What the exercise asks
Rescale the material starting at its first line and ending at the line containing "[799,445,867,503]", both included. Reproduce every line in that range, multiplying each bounding-box coordinate by 1.05 and rounding to the nearest whole number with halves rounded up, and leave all other text unchanged.

Records provided
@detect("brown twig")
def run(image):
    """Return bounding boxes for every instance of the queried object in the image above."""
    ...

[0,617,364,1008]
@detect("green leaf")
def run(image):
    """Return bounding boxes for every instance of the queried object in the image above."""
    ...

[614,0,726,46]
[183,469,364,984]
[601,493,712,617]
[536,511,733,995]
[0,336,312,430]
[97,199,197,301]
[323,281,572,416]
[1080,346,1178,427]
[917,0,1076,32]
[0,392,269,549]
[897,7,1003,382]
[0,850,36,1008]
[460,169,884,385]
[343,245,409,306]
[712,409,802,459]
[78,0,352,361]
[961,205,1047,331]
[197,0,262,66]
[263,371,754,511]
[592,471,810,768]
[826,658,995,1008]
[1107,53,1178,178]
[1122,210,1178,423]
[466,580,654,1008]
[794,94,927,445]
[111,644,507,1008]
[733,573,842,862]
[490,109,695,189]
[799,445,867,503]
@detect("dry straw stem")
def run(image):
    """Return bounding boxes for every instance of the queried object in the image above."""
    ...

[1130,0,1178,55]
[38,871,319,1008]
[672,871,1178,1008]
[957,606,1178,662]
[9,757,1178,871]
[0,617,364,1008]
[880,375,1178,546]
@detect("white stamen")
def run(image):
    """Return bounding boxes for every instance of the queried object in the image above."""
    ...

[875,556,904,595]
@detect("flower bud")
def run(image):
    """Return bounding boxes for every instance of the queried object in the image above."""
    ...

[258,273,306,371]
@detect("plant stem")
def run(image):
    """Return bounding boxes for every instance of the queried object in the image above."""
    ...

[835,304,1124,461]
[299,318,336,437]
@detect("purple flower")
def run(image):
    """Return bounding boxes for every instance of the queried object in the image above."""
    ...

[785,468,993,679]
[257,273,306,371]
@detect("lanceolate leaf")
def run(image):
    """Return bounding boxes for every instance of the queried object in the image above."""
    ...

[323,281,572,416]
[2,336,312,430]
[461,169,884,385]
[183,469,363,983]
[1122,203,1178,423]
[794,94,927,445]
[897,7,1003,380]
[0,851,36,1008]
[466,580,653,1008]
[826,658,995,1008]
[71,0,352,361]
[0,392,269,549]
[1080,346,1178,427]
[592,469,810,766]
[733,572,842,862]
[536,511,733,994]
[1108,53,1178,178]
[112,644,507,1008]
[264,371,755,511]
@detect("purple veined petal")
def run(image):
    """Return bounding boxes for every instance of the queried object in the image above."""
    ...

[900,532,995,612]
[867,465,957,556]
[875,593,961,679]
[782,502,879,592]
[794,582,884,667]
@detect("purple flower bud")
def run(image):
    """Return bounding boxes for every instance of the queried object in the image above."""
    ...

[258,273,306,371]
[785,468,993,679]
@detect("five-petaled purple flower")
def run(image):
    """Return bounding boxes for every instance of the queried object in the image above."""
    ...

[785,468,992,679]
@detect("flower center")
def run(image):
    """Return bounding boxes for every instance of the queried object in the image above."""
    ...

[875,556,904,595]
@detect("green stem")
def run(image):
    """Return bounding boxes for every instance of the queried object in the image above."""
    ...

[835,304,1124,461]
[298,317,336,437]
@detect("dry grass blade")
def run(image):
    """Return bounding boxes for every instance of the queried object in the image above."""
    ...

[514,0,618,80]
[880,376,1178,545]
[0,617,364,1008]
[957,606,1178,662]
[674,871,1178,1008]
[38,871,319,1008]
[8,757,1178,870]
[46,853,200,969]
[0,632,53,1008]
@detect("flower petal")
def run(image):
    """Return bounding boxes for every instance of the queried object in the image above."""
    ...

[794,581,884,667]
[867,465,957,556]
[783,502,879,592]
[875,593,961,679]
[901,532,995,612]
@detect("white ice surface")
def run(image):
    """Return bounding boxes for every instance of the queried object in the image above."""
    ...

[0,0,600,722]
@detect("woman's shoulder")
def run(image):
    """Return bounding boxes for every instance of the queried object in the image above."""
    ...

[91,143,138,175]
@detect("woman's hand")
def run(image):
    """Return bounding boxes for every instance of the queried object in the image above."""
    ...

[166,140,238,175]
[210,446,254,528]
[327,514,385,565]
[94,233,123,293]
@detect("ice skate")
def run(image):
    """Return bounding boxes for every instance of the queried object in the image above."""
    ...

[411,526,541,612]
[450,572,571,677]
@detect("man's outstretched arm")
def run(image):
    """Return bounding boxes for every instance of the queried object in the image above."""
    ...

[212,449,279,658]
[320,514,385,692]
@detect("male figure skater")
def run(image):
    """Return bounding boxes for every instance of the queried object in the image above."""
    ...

Answer
@detect("brown twig")
def run(image):
    """Return bounding boxes for every instance of the queried object in the image above."""
    ...

[0,648,382,1058]
@detect("green leaf")
def run(image):
    """Return bounding boxes for every instance of the queried object in the image above."""
    ...

[645,0,762,48]
[192,492,382,1033]
[631,518,748,648]
[563,537,770,1045]
[0,353,328,452]
[102,209,207,316]
[339,295,601,437]
[1134,363,1237,448]
[963,0,1130,34]
[0,412,282,576]
[942,7,1053,401]
[0,893,38,1058]
[483,177,928,404]
[360,257,429,321]
[748,429,842,482]
[82,0,370,379]
[1009,215,1099,348]
[207,0,275,69]
[276,390,792,537]
[622,495,851,806]
[867,691,1045,1058]
[1162,56,1237,187]
[1178,221,1237,444]
[489,609,687,1058]
[834,99,973,467]
[117,676,532,1058]
[770,602,884,905]
[515,114,730,198]
[839,467,910,528]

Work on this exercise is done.